● Exercise
Repeat the records in full and exactly, omitting pictures.

— START OF Data records —

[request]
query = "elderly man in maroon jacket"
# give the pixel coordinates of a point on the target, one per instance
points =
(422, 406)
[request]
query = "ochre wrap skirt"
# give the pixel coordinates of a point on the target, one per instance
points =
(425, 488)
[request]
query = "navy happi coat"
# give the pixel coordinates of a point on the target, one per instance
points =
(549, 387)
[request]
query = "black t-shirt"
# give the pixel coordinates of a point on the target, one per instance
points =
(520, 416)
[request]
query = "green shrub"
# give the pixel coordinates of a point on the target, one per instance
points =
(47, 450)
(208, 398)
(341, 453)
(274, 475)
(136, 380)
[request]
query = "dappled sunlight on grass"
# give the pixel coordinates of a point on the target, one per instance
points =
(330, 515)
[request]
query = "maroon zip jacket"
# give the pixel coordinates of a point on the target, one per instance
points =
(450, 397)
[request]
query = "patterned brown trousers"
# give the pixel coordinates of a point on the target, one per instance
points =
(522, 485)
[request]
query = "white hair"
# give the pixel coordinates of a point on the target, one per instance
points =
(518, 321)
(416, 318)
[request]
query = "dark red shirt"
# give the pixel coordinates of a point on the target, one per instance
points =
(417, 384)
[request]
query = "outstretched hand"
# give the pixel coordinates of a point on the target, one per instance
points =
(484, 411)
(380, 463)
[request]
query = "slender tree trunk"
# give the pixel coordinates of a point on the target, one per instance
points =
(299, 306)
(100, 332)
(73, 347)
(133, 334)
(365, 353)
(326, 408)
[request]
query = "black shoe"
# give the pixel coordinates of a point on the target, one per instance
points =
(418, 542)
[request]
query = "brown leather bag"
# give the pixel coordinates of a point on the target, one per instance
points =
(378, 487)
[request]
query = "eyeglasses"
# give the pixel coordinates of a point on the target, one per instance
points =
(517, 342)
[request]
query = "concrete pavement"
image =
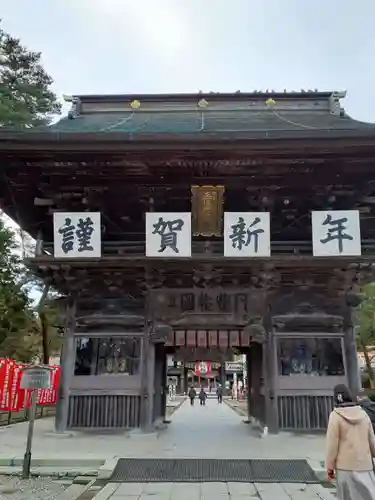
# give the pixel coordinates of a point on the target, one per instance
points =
(205, 432)
(216, 431)
(213, 491)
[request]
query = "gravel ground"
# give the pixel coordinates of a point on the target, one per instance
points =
(43, 488)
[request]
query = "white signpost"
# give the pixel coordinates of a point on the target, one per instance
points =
(168, 234)
(336, 233)
(33, 378)
(247, 234)
(77, 235)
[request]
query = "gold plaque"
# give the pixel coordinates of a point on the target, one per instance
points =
(207, 210)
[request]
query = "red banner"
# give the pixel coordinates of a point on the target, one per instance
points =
(202, 368)
(13, 398)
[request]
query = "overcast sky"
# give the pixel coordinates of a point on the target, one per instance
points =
(136, 46)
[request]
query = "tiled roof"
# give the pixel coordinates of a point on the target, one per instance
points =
(207, 121)
(199, 116)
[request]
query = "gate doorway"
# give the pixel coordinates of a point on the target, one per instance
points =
(189, 348)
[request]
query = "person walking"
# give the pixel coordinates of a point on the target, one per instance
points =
(219, 393)
(350, 442)
(202, 397)
(192, 393)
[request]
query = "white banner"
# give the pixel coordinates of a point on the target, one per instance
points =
(77, 234)
(336, 233)
(168, 234)
(247, 234)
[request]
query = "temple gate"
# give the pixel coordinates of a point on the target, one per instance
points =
(182, 224)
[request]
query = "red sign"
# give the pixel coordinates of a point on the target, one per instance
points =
(13, 398)
(202, 368)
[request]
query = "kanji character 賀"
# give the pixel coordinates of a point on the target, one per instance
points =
(168, 233)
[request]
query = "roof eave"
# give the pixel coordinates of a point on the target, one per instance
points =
(213, 96)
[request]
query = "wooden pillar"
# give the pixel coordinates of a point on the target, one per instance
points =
(269, 375)
(350, 353)
(148, 369)
(249, 384)
(186, 386)
(67, 363)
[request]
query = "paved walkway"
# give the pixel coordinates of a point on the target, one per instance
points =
(205, 432)
(215, 430)
(214, 491)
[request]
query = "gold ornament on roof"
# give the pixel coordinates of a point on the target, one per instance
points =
(270, 102)
(135, 104)
(202, 103)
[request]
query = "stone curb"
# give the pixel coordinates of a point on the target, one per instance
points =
(106, 470)
(88, 463)
(108, 491)
(50, 472)
(73, 492)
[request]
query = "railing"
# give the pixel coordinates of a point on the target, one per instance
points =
(104, 412)
(208, 247)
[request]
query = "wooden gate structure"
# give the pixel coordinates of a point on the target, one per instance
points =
(286, 154)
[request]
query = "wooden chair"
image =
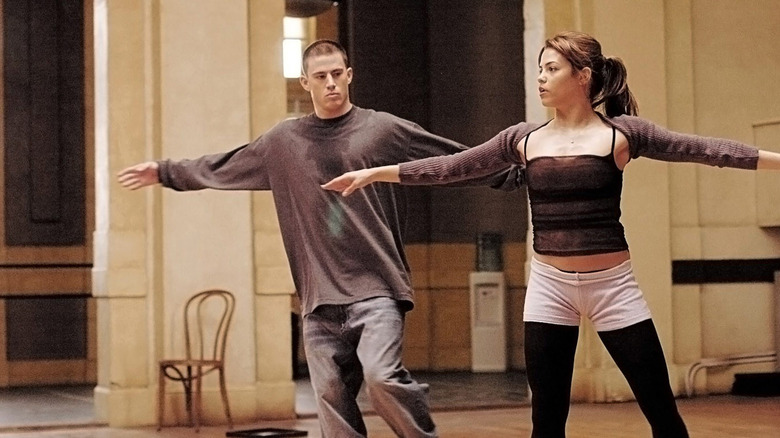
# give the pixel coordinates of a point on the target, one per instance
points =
(205, 352)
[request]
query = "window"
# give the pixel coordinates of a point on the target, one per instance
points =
(296, 36)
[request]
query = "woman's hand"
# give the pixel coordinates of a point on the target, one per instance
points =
(140, 175)
(357, 179)
(349, 182)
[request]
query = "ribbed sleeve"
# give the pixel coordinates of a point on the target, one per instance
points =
(490, 157)
(649, 140)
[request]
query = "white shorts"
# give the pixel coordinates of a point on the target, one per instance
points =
(611, 298)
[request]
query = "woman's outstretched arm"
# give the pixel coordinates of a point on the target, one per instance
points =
(351, 181)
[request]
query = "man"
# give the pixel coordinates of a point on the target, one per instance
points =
(346, 254)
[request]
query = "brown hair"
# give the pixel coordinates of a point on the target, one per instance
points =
(322, 47)
(608, 84)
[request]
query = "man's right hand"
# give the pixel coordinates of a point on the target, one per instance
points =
(140, 175)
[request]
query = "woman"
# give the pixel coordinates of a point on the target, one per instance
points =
(581, 266)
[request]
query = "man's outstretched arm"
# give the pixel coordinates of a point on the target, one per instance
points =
(140, 175)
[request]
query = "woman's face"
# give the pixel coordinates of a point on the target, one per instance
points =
(559, 83)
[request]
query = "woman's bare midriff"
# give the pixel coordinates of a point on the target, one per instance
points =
(588, 263)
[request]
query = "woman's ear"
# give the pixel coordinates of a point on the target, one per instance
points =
(585, 75)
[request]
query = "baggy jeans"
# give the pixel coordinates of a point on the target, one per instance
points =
(347, 345)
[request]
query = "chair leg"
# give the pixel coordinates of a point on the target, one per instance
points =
(188, 395)
(197, 399)
(160, 397)
(223, 390)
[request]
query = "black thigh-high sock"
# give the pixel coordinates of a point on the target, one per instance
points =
(637, 352)
(549, 358)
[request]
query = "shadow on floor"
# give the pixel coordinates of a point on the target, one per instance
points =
(66, 406)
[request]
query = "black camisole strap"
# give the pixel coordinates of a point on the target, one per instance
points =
(613, 141)
(525, 147)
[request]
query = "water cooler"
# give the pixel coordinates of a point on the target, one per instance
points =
(488, 307)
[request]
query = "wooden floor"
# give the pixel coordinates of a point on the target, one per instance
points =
(706, 417)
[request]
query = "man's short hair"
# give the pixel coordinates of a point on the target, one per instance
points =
(322, 47)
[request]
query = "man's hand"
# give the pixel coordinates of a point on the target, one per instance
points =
(140, 175)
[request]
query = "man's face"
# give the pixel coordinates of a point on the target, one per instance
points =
(327, 80)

— END OF Data records —

● Result of the task
[request]
query = "elderly man in maroon jacket"
# give the pixel coordinates of a point on the target, one per instance
points =
(422, 406)
[request]
query = "ochre wrap skirt"
# give the pixel coordinates of a point on the target, one per instance
points =
(425, 488)
[request]
query = "navy happi coat"
# give the pixel coordinates of a point on the target, one per instance
points =
(549, 387)
[request]
query = "black t-shirt"
# give the pixel coordinates of a point on the target, one per instance
points =
(520, 416)
[request]
query = "green shrub"
# give the pixel coordinates of a point on the target, one per instance
points =
(47, 450)
(208, 398)
(341, 453)
(274, 475)
(136, 380)
[request]
query = "dappled sunlight on grass"
# give the pixel coordinates of a point on the target, one per instance
points =
(330, 515)
[request]
query = "maroon zip jacket"
# give the pixel coordinates of a point on the target, one per instance
points =
(450, 397)
[request]
query = "patterned brown trousers"
# give the pixel coordinates of a point on the target, one per instance
points =
(522, 485)
[request]
query = "white hair"
# give the pixel coordinates of a point on the target, one per instance
points =
(518, 321)
(416, 318)
[request]
query = "dark red shirt"
# give the pixel coordinates of a point on the target, one per instance
points =
(417, 384)
[request]
query = "outstretched hand"
# give the pixel coordinates of a point on the target, one per instance
points =
(484, 411)
(380, 463)
[request]
query = "slender tree trunk"
# give the pixel coordinates of a point on the target, one per instance
points =
(299, 306)
(100, 332)
(73, 347)
(133, 334)
(365, 353)
(326, 408)
[request]
query = "black shoe"
# give the pixel coordinates of a point on the target, one per instance
points =
(418, 542)
[request]
query = "brown leather bag"
# give the pixel coordinates of a point on the target, one per instance
points =
(378, 487)
[request]
query = "eyeglasses"
# give the pixel coordinates of a point on the target, one per instance
points =
(517, 342)
[request]
query = "concrete pavement"
image =
# give the pixel coordinates of a point on the target, one per instance
points =
(205, 432)
(216, 431)
(213, 491)
[request]
query = "gravel ground"
# give the pixel coordinates of a point on the target, one per instance
points =
(43, 488)
[request]
query = "white signpost"
# give the pixel coordinates of a point on the target, one per instance
points =
(168, 234)
(336, 233)
(33, 378)
(247, 234)
(77, 235)
[request]
query = "gold plaque"
# give the pixel coordinates of a point on the target, one per instance
points =
(207, 210)
[request]
query = "red banner"
# give the pixel coordinates of a point on the target, one per instance
points =
(202, 368)
(13, 398)
[request]
query = "overcast sky"
# give the pixel coordinates of a point on the target, one per instance
points =
(136, 46)
[request]
query = "tiled roof"
# give the pixel coordinates of a point on the target, one per instance
points =
(207, 121)
(199, 116)
[request]
query = "gate doorway"
# give the pixel coordinates of a point on the target, one per instance
points =
(189, 348)
[request]
query = "person walking"
# give the pixel coordinates of a point on the target, one per instance
points =
(219, 393)
(350, 442)
(202, 397)
(192, 393)
[request]
query = "white banner"
# give the pixel coordinates of a point on the target, one per instance
points =
(77, 234)
(336, 233)
(168, 234)
(247, 234)
[request]
query = "temple gate"
# give the pixel coordinates of a point on the target, one per instance
points =
(182, 224)
[request]
query = "red sign"
# give the pixel coordinates of a point on the target, one per instance
points =
(13, 398)
(202, 368)
[request]
query = "kanji character 賀"
# give the pixel coordinates of a point on the target, one per instance
points =
(168, 233)
[request]
query = "roof eave"
# give the pixel coordinates of a point on the target, one per instance
points =
(213, 96)
[request]
query = "wooden pillar"
# give the pixel coordinates of a point on the target, one per instance
points =
(269, 375)
(350, 353)
(148, 369)
(249, 384)
(186, 386)
(67, 363)
[request]
query = "paved walkway"
# give the pixel coordinates of a point on the target, one per instance
points =
(205, 432)
(215, 430)
(214, 491)
[request]
query = "gold ornament on roof"
# give the pixel coordinates of a point on the target, one per instance
points =
(270, 102)
(135, 104)
(202, 103)
[request]
query = "stone curb"
# give the pixel coordinates of a point on the target, one per instance
points =
(106, 470)
(88, 463)
(108, 491)
(50, 472)
(73, 492)
[request]
query = "railing"
# give the pixel coordinates of a point on the target, one per instance
points =
(104, 412)
(208, 247)
[request]
query = "wooden gate structure"
# give the pixel coordinates of a point on the target, one per instance
points =
(286, 154)
[request]
query = "wooden chair"
image =
# give the pixel coordinates of a point on the target, one per instance
points =
(205, 352)
[request]
query = "window"
# give the pixel coordinates of a point on the target, one per instance
points =
(296, 36)
[request]
query = "woman's hand"
# give the pixel coordinates of a point on the target, one per instance
points =
(140, 175)
(357, 179)
(349, 182)
[request]
query = "ribbed sleeve"
# give the pixel coordinates of a point on the target, one per instance
points =
(490, 157)
(649, 140)
[request]
query = "white shorts"
# give the pixel coordinates of a point on the target, one per instance
points =
(611, 298)
[request]
query = "woman's outstretched arm"
# give the pixel coordinates of a point on the target, one per instance
points =
(351, 181)
[request]
query = "man"
# give the pixel coordinates of a point on the target, one per instance
points =
(346, 254)
[request]
query = "brown hair"
# give the pixel coordinates of a point on the target, one per instance
points =
(322, 47)
(608, 84)
[request]
query = "man's right hand"
# give the pixel coordinates of a point on the target, one per instance
points =
(140, 175)
[request]
query = "woman"
# give the pixel coordinates of a point on the target, one per instance
points =
(581, 266)
[request]
query = "man's outstretched arm"
# give the pixel coordinates of a point on the target, one per instance
points =
(140, 175)
[request]
query = "woman's face"
# give the pixel coordinates of a point on the target, one per instance
points =
(559, 83)
[request]
query = "woman's bare midriff"
# give the pixel coordinates of a point on the target, one per instance
points =
(588, 263)
[request]
query = "woman's ear"
# give the pixel coordinates of a point on the target, one per instance
points =
(585, 75)
[request]
query = "baggy jeans"
# give the pixel coordinates of a point on the target, one per instance
points =
(347, 345)
[request]
query = "chair leg"
# give the pixel coordinates of a point on the target, one per instance
points =
(188, 395)
(197, 399)
(160, 397)
(223, 390)
[request]
query = "black thigh-high sock"
# give the pixel coordinates of a point on the target, one per instance
points =
(637, 352)
(549, 358)
[request]
query = "shadow on floor"
# give the pixel coordinates of a point on the target, one per instance
points =
(66, 406)
[request]
query = "black camisole strap"
# give the pixel coordinates of a point on the target, one per instance
points =
(613, 141)
(525, 147)
[request]
query = "water cooler"
# give the pixel coordinates of a point on the target, one per instance
points =
(488, 307)
[request]
query = "wooden floor"
# give the pixel coordinates of a point on the target, one per instance
points =
(706, 417)
[request]
query = "man's short hair"
# give the pixel coordinates of a point on the target, one per instance
points =
(322, 47)
[request]
query = "man's hand"
# give the pixel coordinates of a point on the target, one per instance
points =
(140, 175)
[request]
query = "man's face"
# give the pixel coordinates of a point on the target, one per instance
points =
(327, 80)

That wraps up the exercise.